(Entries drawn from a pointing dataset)
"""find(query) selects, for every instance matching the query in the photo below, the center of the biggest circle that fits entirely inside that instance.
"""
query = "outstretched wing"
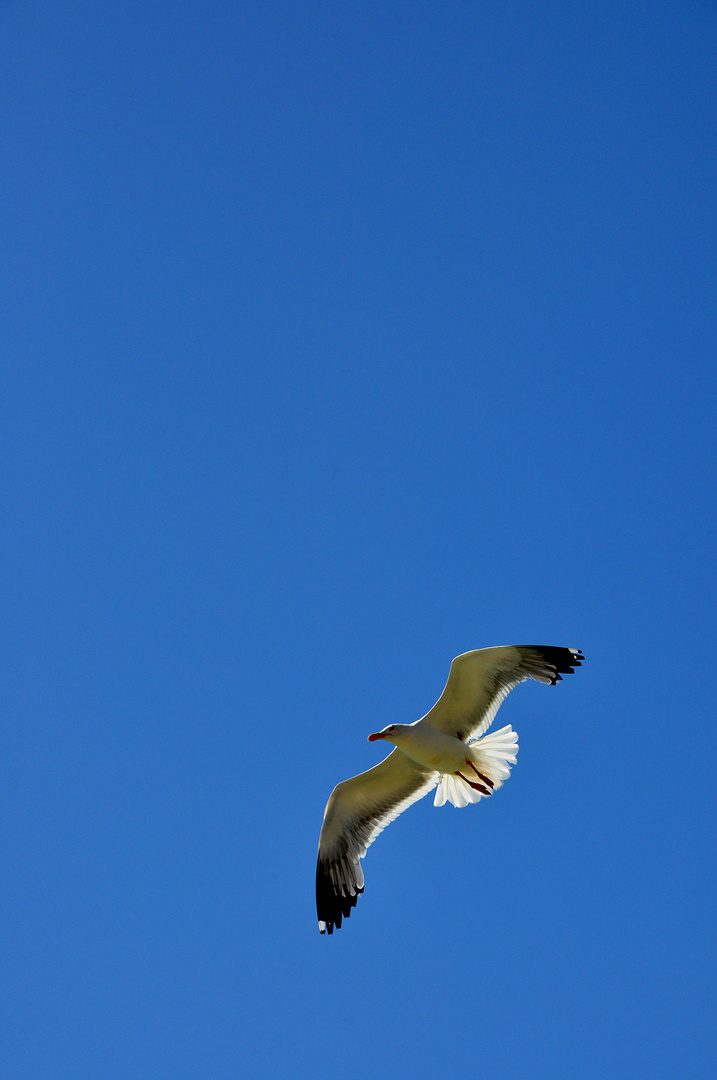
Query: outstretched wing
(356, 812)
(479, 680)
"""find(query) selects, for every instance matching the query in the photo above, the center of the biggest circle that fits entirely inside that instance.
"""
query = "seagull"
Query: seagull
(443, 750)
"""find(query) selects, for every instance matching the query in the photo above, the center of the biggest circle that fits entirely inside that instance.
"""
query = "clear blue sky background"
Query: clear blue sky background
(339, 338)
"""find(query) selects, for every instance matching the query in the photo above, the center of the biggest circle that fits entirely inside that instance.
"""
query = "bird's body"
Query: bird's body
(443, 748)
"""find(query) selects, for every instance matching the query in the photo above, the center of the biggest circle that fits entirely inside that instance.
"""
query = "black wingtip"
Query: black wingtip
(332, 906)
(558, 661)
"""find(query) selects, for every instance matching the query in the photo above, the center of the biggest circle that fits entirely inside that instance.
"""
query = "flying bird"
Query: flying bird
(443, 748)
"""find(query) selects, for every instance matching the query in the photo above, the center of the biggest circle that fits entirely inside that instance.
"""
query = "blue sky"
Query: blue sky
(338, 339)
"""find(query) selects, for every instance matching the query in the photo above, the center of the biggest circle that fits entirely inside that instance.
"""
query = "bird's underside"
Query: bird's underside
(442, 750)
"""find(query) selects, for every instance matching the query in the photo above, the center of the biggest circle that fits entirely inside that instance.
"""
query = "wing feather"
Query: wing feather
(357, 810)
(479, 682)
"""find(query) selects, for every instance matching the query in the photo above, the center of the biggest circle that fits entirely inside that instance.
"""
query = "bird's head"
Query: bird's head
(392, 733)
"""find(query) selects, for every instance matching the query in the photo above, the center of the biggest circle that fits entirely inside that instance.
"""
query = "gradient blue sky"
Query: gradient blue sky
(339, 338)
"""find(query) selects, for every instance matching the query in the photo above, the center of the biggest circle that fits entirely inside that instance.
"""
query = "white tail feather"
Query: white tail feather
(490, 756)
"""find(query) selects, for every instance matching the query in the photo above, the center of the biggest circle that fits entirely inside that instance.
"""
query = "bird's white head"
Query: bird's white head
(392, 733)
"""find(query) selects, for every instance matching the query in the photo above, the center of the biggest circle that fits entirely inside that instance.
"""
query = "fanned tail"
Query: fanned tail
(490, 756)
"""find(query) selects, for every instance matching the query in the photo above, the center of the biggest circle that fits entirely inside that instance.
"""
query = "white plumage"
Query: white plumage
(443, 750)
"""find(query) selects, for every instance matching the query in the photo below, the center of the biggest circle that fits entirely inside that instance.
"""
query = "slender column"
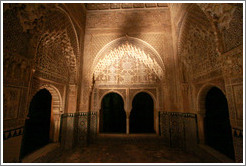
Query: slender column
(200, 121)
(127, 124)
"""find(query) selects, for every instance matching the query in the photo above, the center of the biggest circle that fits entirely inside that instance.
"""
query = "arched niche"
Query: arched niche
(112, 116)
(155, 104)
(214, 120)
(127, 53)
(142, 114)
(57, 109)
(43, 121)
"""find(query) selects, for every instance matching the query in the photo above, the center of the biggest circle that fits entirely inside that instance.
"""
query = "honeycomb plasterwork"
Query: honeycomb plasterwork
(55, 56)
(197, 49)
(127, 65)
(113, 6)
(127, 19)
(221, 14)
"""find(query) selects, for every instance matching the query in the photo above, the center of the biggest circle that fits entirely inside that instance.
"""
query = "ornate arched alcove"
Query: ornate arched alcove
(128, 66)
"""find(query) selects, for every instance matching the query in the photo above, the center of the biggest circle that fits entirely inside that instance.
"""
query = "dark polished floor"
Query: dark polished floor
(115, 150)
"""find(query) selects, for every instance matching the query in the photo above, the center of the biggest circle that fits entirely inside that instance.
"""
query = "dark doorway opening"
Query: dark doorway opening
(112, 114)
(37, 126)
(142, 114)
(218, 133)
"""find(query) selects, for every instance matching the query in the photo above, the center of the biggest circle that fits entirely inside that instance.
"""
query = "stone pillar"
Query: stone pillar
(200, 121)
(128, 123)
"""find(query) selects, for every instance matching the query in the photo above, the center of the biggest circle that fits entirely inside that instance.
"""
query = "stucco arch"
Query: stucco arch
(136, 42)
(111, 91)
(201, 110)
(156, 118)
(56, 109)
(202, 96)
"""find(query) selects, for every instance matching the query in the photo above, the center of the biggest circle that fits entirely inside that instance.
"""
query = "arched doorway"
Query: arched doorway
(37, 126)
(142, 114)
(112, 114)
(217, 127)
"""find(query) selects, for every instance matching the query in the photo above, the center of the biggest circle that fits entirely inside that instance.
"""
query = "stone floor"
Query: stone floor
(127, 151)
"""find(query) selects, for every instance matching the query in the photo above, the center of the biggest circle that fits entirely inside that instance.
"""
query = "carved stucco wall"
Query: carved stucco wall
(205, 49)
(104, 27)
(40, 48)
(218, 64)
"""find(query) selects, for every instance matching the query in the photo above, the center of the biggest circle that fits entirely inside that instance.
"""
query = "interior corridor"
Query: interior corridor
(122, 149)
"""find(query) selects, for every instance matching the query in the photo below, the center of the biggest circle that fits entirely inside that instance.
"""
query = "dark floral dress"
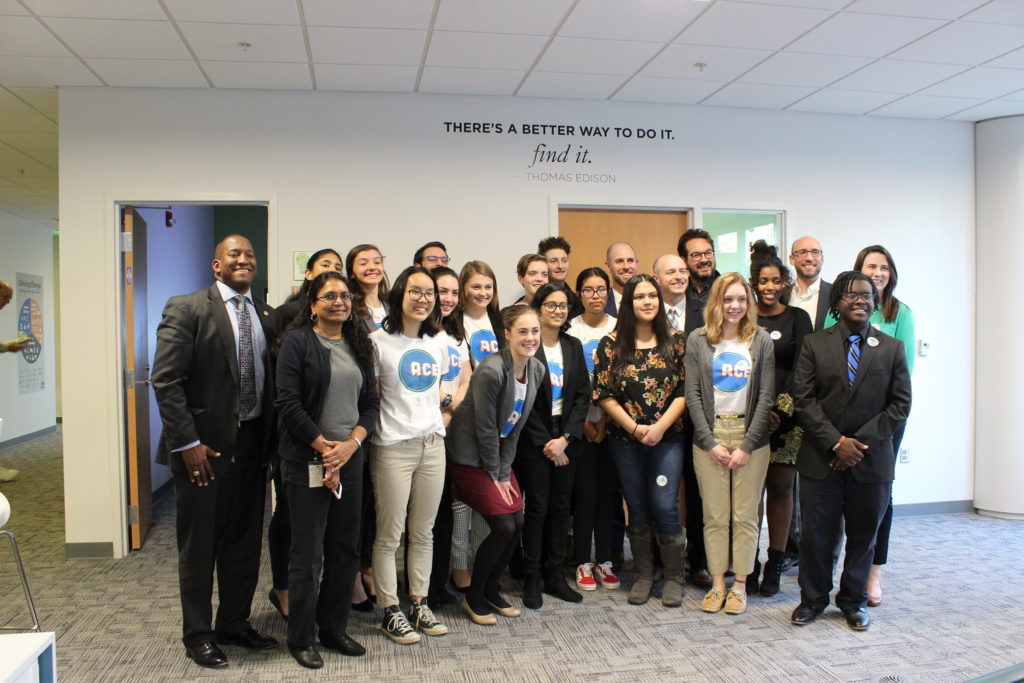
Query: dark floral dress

EXERCISE OBJECTIVE — Which lines in the data above contain the string "tail" with its case matched exactly? Extract each of those lines.

RESULT BELOW —
query = "white tail feather"
Query: white tail feather
query = "fanned tail"
Query: fanned tail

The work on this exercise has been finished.